> **Extract provided**
——————————

# Confidence Interval of estimator for the exponential distribution

We have an exponential distribution $$f(x)=\frac{e^\frac{-x}{\theta}}{\theta}$$

We are told that $n=3$ and that the data are given as $x_1=1, x_2=2.5, x_3=5.5$

a.) Determine an approximate 95% confidence interval based on asymptotic normality of $\overline{x}$

b.) Determine an approximate 95% confidence interval based on the asymptotic distribution of the deviance $D(\theta)$. The solution does not have to be exact. Pay attention to the function g, defined as $$g(\theta)= \frac{3}{\theta}+\ln\theta -\ln3-1$$

My questions:

a.) I have to take the sample mean, and then I add up the $z_{ \frac{\alpha}{2} }\frac{\sigma}{\sqrt n}$ thing? With $z_{0.025}=1.96?$ What value do I use for $\sigma$?

——————————

> **Available records**
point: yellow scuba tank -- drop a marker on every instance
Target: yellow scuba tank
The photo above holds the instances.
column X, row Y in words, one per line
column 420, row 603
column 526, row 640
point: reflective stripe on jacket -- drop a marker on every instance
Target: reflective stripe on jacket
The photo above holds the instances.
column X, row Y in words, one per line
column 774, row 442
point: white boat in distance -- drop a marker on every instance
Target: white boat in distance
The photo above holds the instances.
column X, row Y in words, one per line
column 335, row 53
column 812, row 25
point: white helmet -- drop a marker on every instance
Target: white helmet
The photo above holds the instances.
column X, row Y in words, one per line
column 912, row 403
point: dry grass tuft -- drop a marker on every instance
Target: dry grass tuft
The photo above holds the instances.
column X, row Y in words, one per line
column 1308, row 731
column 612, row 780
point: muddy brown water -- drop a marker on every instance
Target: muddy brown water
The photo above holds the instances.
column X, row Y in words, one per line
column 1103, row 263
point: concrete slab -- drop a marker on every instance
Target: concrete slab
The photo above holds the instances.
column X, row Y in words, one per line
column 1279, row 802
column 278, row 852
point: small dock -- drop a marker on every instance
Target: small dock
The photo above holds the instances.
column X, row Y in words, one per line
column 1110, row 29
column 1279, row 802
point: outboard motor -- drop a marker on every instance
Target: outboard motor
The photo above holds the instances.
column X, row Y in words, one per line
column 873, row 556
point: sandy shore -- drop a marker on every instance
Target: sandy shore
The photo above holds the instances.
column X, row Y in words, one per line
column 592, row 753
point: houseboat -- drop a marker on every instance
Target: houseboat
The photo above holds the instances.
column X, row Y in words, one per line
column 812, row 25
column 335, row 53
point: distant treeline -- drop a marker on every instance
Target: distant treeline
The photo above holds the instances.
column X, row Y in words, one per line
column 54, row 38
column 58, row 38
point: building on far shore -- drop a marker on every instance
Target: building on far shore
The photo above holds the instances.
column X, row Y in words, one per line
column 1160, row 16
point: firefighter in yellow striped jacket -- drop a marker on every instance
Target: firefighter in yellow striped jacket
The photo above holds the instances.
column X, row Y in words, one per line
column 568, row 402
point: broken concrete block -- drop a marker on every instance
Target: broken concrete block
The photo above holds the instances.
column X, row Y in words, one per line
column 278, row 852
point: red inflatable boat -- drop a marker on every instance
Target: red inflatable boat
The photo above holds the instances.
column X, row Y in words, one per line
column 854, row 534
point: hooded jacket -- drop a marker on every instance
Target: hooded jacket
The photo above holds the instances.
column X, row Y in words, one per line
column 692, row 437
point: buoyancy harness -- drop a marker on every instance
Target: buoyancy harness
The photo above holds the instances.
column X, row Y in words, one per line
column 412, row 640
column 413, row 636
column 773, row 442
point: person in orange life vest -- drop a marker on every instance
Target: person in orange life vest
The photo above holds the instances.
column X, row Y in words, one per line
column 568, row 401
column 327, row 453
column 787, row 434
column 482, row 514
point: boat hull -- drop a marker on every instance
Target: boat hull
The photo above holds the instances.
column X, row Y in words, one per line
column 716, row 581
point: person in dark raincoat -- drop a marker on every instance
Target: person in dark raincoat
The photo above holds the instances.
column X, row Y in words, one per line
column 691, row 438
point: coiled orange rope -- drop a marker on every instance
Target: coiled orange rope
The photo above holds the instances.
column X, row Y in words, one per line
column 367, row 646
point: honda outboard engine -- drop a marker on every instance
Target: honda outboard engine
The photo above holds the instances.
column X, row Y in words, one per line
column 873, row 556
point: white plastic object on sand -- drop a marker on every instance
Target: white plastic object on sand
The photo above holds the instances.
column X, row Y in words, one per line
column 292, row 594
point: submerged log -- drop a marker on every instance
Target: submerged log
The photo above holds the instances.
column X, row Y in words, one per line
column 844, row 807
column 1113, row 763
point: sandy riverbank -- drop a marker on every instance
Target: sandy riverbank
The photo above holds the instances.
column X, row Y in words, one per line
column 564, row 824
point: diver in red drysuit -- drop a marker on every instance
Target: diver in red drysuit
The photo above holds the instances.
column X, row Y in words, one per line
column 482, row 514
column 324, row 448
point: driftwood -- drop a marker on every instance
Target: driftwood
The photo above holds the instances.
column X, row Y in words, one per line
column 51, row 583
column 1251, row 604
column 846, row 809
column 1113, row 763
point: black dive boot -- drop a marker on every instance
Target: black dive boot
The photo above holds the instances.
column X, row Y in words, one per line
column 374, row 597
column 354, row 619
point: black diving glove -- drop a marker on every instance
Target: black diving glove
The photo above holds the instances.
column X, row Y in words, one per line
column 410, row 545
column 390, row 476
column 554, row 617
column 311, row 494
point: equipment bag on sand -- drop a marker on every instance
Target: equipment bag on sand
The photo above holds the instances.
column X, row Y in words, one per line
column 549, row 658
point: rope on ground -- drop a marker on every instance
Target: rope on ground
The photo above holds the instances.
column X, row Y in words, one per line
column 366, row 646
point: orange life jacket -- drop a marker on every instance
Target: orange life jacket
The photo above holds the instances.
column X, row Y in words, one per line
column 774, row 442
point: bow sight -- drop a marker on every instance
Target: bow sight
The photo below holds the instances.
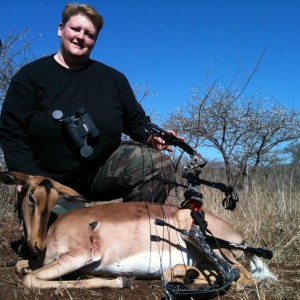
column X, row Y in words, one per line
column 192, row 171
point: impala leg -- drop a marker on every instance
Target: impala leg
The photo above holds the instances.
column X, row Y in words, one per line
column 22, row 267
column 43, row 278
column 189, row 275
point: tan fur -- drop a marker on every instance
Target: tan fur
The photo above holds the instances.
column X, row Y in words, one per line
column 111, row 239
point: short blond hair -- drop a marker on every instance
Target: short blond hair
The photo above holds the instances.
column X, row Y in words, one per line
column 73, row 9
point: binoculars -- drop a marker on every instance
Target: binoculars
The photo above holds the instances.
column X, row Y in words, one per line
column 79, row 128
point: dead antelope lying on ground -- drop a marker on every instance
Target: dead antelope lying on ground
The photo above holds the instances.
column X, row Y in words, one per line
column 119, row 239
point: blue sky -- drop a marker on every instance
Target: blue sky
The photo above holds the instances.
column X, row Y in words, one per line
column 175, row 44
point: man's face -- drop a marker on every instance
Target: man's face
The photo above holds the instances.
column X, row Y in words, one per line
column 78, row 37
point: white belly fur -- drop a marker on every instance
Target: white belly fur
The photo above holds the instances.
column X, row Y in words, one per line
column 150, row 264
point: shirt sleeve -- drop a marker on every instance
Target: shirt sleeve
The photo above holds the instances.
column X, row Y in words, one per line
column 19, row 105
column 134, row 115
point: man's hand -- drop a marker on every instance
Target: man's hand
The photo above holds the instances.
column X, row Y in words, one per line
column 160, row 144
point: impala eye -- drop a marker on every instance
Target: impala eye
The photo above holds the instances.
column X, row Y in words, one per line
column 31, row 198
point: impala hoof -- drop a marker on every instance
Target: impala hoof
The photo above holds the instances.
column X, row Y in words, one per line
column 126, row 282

——————————

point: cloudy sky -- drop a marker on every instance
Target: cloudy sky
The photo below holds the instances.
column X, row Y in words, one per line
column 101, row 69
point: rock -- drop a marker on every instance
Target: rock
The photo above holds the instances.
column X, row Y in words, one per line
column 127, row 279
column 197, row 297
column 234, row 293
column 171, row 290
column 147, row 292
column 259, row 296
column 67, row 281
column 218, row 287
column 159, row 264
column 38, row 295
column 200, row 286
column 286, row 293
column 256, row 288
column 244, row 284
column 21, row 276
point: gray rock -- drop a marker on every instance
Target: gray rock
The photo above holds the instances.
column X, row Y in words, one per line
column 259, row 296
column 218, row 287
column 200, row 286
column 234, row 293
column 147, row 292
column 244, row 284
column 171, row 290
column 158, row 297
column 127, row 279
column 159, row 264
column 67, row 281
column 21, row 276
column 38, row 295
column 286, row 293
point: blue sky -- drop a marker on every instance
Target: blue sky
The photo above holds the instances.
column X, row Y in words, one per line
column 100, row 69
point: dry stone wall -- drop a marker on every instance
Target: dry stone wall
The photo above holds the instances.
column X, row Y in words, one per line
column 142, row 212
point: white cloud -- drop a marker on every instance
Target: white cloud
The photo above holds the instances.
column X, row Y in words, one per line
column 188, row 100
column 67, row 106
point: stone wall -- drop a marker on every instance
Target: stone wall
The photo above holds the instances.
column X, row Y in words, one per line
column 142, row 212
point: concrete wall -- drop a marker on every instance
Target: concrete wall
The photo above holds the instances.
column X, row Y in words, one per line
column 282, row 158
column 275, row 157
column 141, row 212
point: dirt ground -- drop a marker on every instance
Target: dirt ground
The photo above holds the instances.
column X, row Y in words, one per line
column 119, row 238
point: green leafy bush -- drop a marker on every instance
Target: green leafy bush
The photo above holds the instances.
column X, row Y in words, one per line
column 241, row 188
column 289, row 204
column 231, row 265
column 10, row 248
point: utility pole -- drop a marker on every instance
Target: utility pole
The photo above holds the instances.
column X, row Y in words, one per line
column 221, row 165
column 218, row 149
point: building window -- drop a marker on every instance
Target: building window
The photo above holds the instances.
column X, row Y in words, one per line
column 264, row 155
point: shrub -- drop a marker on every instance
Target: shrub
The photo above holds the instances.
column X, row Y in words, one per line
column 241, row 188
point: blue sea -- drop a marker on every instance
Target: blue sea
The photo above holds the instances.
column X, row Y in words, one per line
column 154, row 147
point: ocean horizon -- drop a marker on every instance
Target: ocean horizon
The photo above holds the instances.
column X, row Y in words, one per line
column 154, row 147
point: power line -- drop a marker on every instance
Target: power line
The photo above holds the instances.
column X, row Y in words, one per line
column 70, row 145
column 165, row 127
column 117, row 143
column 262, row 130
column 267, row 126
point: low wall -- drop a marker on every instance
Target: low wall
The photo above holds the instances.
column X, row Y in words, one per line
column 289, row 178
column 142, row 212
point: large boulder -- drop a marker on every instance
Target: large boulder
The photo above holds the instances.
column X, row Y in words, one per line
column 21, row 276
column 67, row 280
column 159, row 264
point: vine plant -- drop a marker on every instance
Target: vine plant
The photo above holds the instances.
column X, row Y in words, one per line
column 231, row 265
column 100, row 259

——————————

> **Work instructions**
1/ In the listing, can you copy out the lines word for word, beginning with the line containing "point: buoyancy harness" and stopping after the line containing "column 773, row 442"?
2/ Could you continue the forum question on confidence intervals for the exponential estimator from where it stops?

> **Answer set**
1/
point: buoyancy harness -- drop a marker on every instance
Target: buoyancy harness
The photo above holds the instances.
column X, row Y in words, one per line
column 412, row 640
column 413, row 636
column 773, row 442

2/
b.) What deviance $D(\theta)$ mean? The question added a graph, on the x-axis I see theta from 0 to 14 and on the y-axis I see (a probability?) from 0.0 up to 1.0 Has this something to do with the power function of the test? I should have knowledge about Neyman-Pearson, likelihood ratio tests, power function of a test.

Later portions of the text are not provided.